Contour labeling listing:
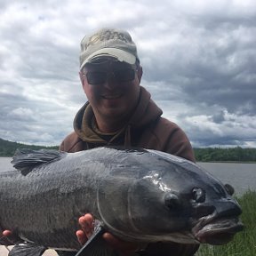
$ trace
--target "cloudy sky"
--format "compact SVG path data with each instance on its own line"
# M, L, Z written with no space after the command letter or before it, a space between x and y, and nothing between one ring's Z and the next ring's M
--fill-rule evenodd
M255 0L1 0L0 138L72 132L80 41L101 27L130 32L141 85L193 147L256 148Z

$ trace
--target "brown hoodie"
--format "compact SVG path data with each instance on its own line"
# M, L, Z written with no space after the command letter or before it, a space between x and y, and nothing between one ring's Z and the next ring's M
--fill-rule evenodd
M140 86L138 106L126 125L116 132L98 131L89 102L76 114L74 130L62 141L60 149L77 152L105 145L139 147L168 152L195 162L193 150L184 132L174 123L162 117L163 112Z
M103 134L93 124L94 115L87 102L75 117L75 132L62 141L60 149L76 152L104 145L122 145L168 152L195 162L191 145L184 132L176 124L161 117L162 114L150 99L149 92L140 87L140 101L126 125L115 133ZM141 255L192 256L197 249L196 244L156 243L149 244Z

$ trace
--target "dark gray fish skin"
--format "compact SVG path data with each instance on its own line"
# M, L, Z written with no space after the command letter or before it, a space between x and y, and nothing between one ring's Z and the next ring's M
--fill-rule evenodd
M19 170L0 172L0 227L47 248L77 251L85 212L127 241L221 244L243 228L220 180L166 153L27 150L12 163Z

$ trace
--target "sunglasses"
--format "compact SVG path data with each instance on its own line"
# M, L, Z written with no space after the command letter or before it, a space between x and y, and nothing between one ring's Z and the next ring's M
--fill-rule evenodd
M135 78L135 69L125 68L116 69L113 72L88 71L85 76L88 84L96 85L105 84L109 77L114 77L119 83L131 82Z

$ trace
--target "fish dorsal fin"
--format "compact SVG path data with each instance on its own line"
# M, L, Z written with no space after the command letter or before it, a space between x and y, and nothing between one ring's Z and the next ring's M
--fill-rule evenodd
M8 256L41 256L47 248L32 244L16 244L9 252Z
M60 159L67 153L55 149L18 148L11 163L17 170L21 171L23 175L27 175L36 166L53 160Z

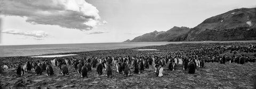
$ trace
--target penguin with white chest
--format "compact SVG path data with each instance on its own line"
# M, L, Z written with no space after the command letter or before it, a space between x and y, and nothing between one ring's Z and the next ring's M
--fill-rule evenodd
M172 60L171 61L170 61L168 68L171 71L173 71L174 70L174 66L175 66L175 63L173 62L173 60Z
M81 69L81 77L84 78L86 77L87 78L87 66L86 64L85 64L83 67L82 67Z
M77 73L81 74L81 69L82 67L83 67L83 65L82 64L82 63L79 63L78 64L77 64Z
M118 63L116 64L116 71L119 74L121 74L122 71L122 63L121 62Z
M26 64L23 66L23 69L26 71L30 71L31 69L32 66L31 65L29 61L27 62Z
M158 63L156 65L156 76L158 77L162 77L163 71L164 70L164 63L162 60L158 61Z
M54 73L53 72L53 69L52 68L52 66L49 63L47 63L46 65L46 71L47 76L49 76L54 75Z
M130 76L130 67L129 64L129 63L128 63L127 61L126 61L126 62L128 64L125 65L125 67L124 67L124 76Z
M189 62L188 62L187 72L188 74L195 74L196 71L196 65L195 64L195 59L192 60Z
M107 76L108 77L111 77L112 76L112 70L111 69L110 64L108 62L106 64L106 71L107 73Z
M19 76L22 76L24 75L24 70L23 69L22 63L20 63L18 66L17 69L16 70L16 74Z
M36 66L36 68L35 69L35 75L42 75L42 69L38 65Z
M99 74L99 75L102 75L103 72L103 64L101 62L101 60L99 59L99 63L97 66L97 70L96 73Z
M62 65L61 65L61 73L62 74L63 76L65 75L68 75L69 72L68 72L68 68L67 67L67 65L66 63L64 63Z

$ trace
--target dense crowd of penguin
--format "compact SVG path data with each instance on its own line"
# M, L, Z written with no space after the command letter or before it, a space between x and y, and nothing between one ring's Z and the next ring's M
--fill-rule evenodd
M214 50L220 51L217 52ZM183 70L186 70L188 74L195 74L196 69L204 67L205 62L217 62L221 64L236 62L243 64L245 62L254 62L255 61L255 55L253 58L244 54L238 56L219 56L220 54L229 50L231 50L230 53L234 54L238 51L255 53L256 45L246 44L240 46L219 46L211 48L162 53L161 54L155 53L152 55L54 58L50 60L20 63L16 68L17 74L19 76L22 76L25 71L31 71L34 69L36 75L41 75L43 72L46 72L47 76L52 76L54 75L53 67L55 66L59 70L60 74L63 75L69 75L67 66L71 66L83 78L88 77L87 72L92 71L92 68L96 68L95 72L99 75L103 75L103 71L106 71L106 76L111 77L111 67L114 66L117 72L123 74L124 76L129 76L131 72L138 74L142 73L145 69L149 69L149 66L151 66L155 68L155 76L162 77L164 75L164 67L167 64L166 66L167 66L169 71L174 70L180 65L182 66ZM5 69L8 69L6 64L4 64L3 67Z

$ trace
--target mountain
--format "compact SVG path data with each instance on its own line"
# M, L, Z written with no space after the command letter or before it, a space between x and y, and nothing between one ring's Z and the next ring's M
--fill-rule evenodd
M131 40L127 39L126 41L125 41L124 42L131 42Z
M167 42L180 40L181 36L187 33L190 29L186 27L174 27L166 31L156 30L134 38L130 42Z
M235 9L207 19L180 39L186 41L255 40L256 8Z

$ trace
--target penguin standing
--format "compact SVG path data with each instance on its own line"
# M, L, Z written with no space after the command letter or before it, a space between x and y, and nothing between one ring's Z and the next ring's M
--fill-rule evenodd
M45 62L44 61L42 63L41 67L42 71L45 71L46 70L46 64L45 63Z
M153 61L153 60L151 58L148 58L148 64L149 65L152 65L152 61Z
M116 66L116 71L117 72L118 72L119 74L121 74L122 73L122 65L121 65L121 62L119 62L118 63Z
M182 64L183 70L187 70L188 68L188 60L187 59L184 59L184 60L183 61L183 64Z
M97 64L97 60L96 59L92 60L92 68L95 68Z
M20 63L18 66L17 69L16 70L16 74L18 76L22 76L24 75L24 70L23 69L23 64Z
M47 76L54 74L54 73L53 72L53 69L52 68L52 66L51 66L51 64L49 63L47 63L46 64L46 71Z
M106 71L107 73L107 76L108 77L111 77L111 76L112 76L112 70L111 69L110 64L109 63L107 63L106 65L107 65L107 67L106 68Z
M8 66L7 66L6 63L4 63L3 67L4 67L4 70L6 70L7 69L8 69L9 68L8 67Z
M242 56L239 58L239 63L243 64L245 62L245 58L244 56L244 54L242 54Z
M145 60L145 68L146 69L149 69L149 64L148 63L148 60Z
M140 64L137 64L134 66L134 72L137 74L140 74Z
M174 70L174 66L175 66L175 63L173 62L173 61L171 61L171 62L169 63L169 66L168 67L168 68L171 71L173 71Z
M162 77L163 76L163 68L162 67L161 65L156 64L156 67L157 68L156 69L156 76L157 77Z
M61 70L61 65L62 65L62 62L61 60L59 60L58 61L58 68L59 68L59 70Z
M158 77L162 77L163 76L163 71L164 70L164 64L162 60L158 61L158 63L156 66L156 75Z
M92 71L92 66L91 66L91 63L90 62L88 62L87 63L86 66L87 71L89 72Z
M31 65L30 62L29 61L27 62L26 66L27 66L27 71L31 71L31 69L32 69L32 66Z
M84 77L87 78L88 77L88 76L87 75L87 66L86 66L86 64L84 65L84 66L83 66L83 67L82 67L81 77L82 77L82 78L84 78Z
M73 66L74 66L74 67L75 68L75 69L76 70L77 70L77 65L79 64L77 60L73 60Z
M38 65L36 66L36 68L35 69L35 75L42 75L42 69Z
M122 70L121 70L121 71L119 71L119 72L122 72L124 70L124 68L125 67L125 66L127 64L126 64L127 62L124 62L122 65Z
M125 67L124 67L124 76L130 76L130 67L129 67L129 63L127 63L128 64L125 65Z
M190 61L190 62L188 62L188 68L187 71L188 71L188 74L195 74L196 71L196 64L194 63L195 59Z
M79 63L78 64L77 64L77 73L81 74L81 69L82 67L83 67L83 65L82 64L82 63Z
M63 64L62 64L61 66L61 74L62 74L63 76L65 75L69 75L69 73L68 73L68 67L67 67L67 65L65 63L63 63Z
M97 73L99 75L102 75L103 71L103 64L102 63L100 63L97 67Z
M144 70L144 64L143 63L142 60L141 60L140 62L140 68L141 72Z
M53 60L55 61L55 62L54 62L54 63L55 63L54 64L55 64L55 65L54 65L54 66L58 66L58 59L55 59L54 60Z
M203 59L201 59L200 60L200 67L201 68L204 68L204 60Z

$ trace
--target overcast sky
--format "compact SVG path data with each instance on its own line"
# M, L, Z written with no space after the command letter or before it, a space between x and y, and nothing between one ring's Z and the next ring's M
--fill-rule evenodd
M0 45L121 42L255 6L255 0L3 0Z

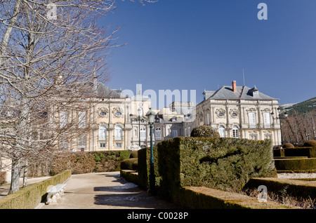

Required work: Convert the listing into a JSON list of strings, one per line with blank lines dropped, starting at its first line and stopping after the line that contains "M255 0L1 0L0". Leave the pictures out of the result.

Expected output:
[
  "$ trace",
  "--target \"cloudy sky\"",
  "--format \"compact SVG path data with each instance on its own line\"",
  "# M, L, Z written with no space after the command letter or before it, a space between x and y, and nothing between one ring's Z and the next ring's M",
  "--fill-rule evenodd",
  "M255 0L1 0L0 138L72 132L80 41L101 27L130 32L141 85L193 147L256 148Z"
]